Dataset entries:
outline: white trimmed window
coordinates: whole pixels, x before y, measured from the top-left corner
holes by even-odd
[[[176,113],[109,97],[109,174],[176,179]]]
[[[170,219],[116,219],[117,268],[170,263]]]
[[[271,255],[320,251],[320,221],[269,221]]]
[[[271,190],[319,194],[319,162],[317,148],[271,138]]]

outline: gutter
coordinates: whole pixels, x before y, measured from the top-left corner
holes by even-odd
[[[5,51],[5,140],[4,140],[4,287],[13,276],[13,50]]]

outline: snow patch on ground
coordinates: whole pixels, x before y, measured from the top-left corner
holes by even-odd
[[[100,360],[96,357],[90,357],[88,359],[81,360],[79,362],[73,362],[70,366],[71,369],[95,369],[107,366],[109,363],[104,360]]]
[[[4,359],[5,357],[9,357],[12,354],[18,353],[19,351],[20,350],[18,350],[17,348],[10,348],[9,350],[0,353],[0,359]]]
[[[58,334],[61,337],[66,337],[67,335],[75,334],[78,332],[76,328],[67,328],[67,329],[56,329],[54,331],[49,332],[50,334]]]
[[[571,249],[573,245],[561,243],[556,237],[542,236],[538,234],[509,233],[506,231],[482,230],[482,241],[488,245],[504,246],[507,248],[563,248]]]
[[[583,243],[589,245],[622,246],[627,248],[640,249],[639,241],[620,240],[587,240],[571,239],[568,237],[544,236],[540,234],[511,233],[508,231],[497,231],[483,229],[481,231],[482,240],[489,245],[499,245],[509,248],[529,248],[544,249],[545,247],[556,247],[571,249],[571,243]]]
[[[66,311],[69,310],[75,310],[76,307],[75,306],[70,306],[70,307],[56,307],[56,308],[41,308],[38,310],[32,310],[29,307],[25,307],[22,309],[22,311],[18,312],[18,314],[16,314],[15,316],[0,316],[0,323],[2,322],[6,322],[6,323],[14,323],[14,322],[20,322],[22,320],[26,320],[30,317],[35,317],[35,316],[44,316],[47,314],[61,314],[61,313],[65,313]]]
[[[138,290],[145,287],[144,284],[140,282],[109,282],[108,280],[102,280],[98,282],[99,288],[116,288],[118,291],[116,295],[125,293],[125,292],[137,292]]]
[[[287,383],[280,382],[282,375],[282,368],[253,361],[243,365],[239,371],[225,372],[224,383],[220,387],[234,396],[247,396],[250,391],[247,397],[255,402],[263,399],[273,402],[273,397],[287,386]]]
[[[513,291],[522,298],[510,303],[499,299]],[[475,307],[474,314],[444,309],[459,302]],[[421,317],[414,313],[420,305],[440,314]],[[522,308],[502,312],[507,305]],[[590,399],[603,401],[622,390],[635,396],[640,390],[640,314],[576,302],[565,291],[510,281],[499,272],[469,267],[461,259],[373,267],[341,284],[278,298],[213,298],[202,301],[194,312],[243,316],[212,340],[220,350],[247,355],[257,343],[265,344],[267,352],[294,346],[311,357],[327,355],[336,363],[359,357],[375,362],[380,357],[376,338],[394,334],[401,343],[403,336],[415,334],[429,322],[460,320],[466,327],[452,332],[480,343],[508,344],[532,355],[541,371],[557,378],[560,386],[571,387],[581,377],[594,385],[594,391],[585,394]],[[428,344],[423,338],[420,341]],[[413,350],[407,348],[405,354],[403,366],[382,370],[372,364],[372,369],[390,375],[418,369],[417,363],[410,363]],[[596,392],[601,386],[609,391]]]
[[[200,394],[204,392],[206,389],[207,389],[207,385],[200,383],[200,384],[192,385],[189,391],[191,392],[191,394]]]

Your instructions:
Every entry is to be restated word for word, with nothing dropped.

Answer box:
outline: white trimmed window
coordinates: whole pixels, x before y, measured from the top-left corner
holes by even-odd
[[[176,113],[109,97],[109,174],[176,179]]]
[[[170,219],[116,219],[117,268],[170,263]]]
[[[271,255],[320,251],[320,221],[269,221]]]
[[[271,190],[319,194],[319,162],[317,148],[271,138]]]

outline: gutter
coordinates: whole pixels, x before y, measured from the top-left corner
holes by even-odd
[[[5,51],[5,140],[4,140],[4,287],[13,276],[13,50]]]

outline: snow patch on ground
coordinates: whole pixels, x before y, measured from the top-left corner
holes by even-odd
[[[100,360],[96,357],[90,357],[88,359],[81,360],[79,362],[73,362],[70,366],[71,369],[95,369],[107,366],[109,363],[104,360]]]
[[[4,359],[5,357],[9,357],[12,354],[18,353],[19,351],[20,350],[18,350],[17,348],[10,348],[9,350],[0,353],[0,359]]]
[[[58,334],[61,337],[66,337],[67,335],[75,334],[78,332],[76,328],[67,328],[67,329],[56,329],[54,331],[49,332],[50,334]]]
[[[571,249],[573,245],[561,243],[556,237],[542,236],[538,234],[509,233],[506,231],[482,230],[482,241],[488,245],[504,246],[507,248],[563,248]]]
[[[583,243],[589,245],[622,246],[627,248],[640,249],[639,241],[620,240],[587,240],[571,239],[568,237],[544,236],[540,234],[511,233],[508,231],[497,231],[483,229],[481,231],[482,240],[489,245],[499,245],[509,248],[529,248],[544,249],[545,247],[556,247],[571,249],[571,243]]]
[[[66,311],[69,310],[75,310],[76,307],[75,306],[70,306],[70,307],[56,307],[56,308],[41,308],[38,310],[32,310],[29,307],[25,307],[22,309],[22,311],[18,312],[18,314],[16,314],[15,316],[0,316],[0,323],[2,322],[6,322],[6,323],[14,323],[14,322],[20,322],[22,320],[26,320],[30,317],[35,317],[35,316],[44,316],[47,314],[61,314],[61,313],[65,313]]]
[[[138,290],[145,287],[144,284],[140,282],[109,282],[108,280],[102,280],[98,282],[99,288],[116,288],[118,291],[116,295],[125,293],[125,292],[137,292]]]
[[[287,383],[280,382],[282,375],[282,368],[253,361],[243,365],[239,371],[225,372],[224,383],[220,387],[234,396],[247,396],[250,391],[247,397],[255,402],[263,399],[273,402],[273,397],[287,386]]]
[[[513,291],[522,298],[510,303],[499,299]],[[475,307],[474,314],[444,309],[459,302]],[[421,317],[414,313],[420,305],[440,314]],[[522,308],[502,312],[507,305]],[[590,399],[603,401],[622,390],[635,396],[640,390],[640,314],[576,302],[565,291],[510,281],[499,272],[469,267],[461,259],[373,267],[341,284],[278,298],[213,298],[202,301],[194,312],[243,316],[212,340],[220,350],[247,355],[257,343],[265,344],[267,352],[294,346],[311,357],[327,355],[336,363],[359,357],[375,362],[380,357],[376,338],[394,334],[401,343],[403,336],[415,334],[429,322],[460,320],[466,327],[452,332],[480,343],[508,344],[532,355],[541,371],[557,378],[560,386],[571,387],[581,377],[594,385],[594,391],[585,394]],[[428,344],[423,338],[420,341]],[[413,350],[407,348],[405,354],[403,366],[382,370],[372,364],[372,369],[390,375],[418,369],[417,363],[410,363]],[[596,392],[601,386],[609,391]]]
[[[200,394],[204,392],[206,389],[207,389],[207,385],[200,383],[200,384],[192,385],[189,391],[191,392],[191,394]]]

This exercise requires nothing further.